• [TASK SET]:
A) Please translate this sentence from the Doberman stem cell trial notice into Spanish: "Dilated cardiomyopathy is often times due to an unknown cause, called idiopathic dilated cardiomyopathy."
B) According to the Doberman stem cell trial notice, who covers the costs of the transplantation and follow-up care?

Investigational Stem Cell Therapy for Dilated Cardiomyopathy in Dobermans
This project is currently on hold. The Research Team is actively studying various combinations of treatment to be incorporated into this study. Please call (352) 294-4639 if you would like to submit your information for future contact.
The University of Florida College of Veterinary Medicine is currently recruiting Doberman Pinschers recently diagnosed with idiopathic dilated cardiomyopathy for a clinical research trial. This investigational trial is for the development of a future treatment for dilated cardiomyopathy.
- Inclusion Criteria: Any Doberman with asymptomatic dilated cardiomyopathy
- Treatment: Dogs will be treated by transplantation of adult stem cells into the heart. Participation involves overnight stays and multiple follow up visits.
- Cost: All costs associated with the transplantation and follow up care will be covered by the study.
- Contact: Dr. Amara Estrada firstname.lastname@example.org or call the Small Animal Hospital at 352-392-2235.
Dilated cardiomyopathy is common condition in both people and dogs. It is a condition where the heart becomes weakened and enlarged, and it cannot pump blood efficiently. This condition often gets worse with time and can be fatal. Standard therapy assists in the management of this disease but does not cure the heart dysfunction. Recently, adult stem cell transplantation has been shown in research to repair heart function in diseased hearts due to a known cause like diseased arteries or blood clots. Results have been encouraging in both animal research and early clinical trials in humans with these types of heart disease. Dilated cardiomyopathy is often times due to an unknown cause, called idiopathic dilated cardiomyopathy. Stem Cell Therapy has not yet been researched in this type of heart disease. We are conducting a clinical trial investigating stem cell therapy in Doberman dogs with idiopathic dilated cardiomyopathy. We hope to establish information for a new treatment option in patients with heart disease from an unknown cause.

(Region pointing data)

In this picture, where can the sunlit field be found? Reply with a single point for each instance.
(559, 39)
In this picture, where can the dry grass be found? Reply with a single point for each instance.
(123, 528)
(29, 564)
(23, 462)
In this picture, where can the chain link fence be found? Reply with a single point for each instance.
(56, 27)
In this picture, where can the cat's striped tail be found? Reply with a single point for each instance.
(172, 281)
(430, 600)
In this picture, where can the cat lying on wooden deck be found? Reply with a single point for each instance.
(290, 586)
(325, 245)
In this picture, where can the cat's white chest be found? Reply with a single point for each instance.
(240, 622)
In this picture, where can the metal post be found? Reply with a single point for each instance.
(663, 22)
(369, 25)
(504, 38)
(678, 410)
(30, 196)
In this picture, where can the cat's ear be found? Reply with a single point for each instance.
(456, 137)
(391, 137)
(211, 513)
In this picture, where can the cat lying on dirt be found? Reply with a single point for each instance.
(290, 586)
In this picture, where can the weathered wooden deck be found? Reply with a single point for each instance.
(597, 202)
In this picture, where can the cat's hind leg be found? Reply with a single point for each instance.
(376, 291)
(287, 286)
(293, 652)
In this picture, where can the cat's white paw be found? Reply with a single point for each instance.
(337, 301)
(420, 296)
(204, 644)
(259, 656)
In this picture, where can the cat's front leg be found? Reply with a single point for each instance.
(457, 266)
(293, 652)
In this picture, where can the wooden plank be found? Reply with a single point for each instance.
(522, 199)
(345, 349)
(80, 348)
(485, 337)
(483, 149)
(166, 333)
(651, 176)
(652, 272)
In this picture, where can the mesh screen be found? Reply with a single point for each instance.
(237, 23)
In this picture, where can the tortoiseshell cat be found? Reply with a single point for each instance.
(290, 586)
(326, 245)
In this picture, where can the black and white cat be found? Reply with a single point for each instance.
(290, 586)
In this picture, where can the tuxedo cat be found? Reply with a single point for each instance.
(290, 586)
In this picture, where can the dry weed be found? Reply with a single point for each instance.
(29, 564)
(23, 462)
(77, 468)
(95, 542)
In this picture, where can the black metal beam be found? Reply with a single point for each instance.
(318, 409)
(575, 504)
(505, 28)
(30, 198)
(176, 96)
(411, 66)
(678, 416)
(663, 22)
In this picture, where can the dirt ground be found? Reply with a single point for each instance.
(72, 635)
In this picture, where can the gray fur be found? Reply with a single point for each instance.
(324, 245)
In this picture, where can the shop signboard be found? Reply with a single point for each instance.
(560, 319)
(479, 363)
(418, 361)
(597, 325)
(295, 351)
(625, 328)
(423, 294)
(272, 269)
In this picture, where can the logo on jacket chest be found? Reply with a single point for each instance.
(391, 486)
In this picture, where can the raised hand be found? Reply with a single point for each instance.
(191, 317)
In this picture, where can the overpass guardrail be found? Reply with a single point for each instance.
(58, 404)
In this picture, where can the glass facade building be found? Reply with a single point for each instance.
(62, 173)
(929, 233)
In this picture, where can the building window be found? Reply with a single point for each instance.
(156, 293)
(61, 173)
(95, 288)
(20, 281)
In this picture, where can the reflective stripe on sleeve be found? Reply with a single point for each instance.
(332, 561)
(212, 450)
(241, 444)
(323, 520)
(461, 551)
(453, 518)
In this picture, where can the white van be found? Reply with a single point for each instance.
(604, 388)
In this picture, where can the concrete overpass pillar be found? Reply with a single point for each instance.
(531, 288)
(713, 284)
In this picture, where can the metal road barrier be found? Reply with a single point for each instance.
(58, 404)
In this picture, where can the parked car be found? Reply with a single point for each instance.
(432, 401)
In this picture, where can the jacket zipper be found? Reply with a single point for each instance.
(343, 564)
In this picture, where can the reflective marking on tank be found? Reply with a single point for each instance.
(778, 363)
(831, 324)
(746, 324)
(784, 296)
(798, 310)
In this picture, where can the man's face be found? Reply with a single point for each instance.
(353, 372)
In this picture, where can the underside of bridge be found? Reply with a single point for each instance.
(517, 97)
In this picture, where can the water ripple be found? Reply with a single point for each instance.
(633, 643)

• [ANSWERS BELOW]:
A) La miocardiopatía dilatada a menudo se debe a una causa desconocida, denominada miocardiopatía dilatada idiopática.

B) The study covers all of those costs.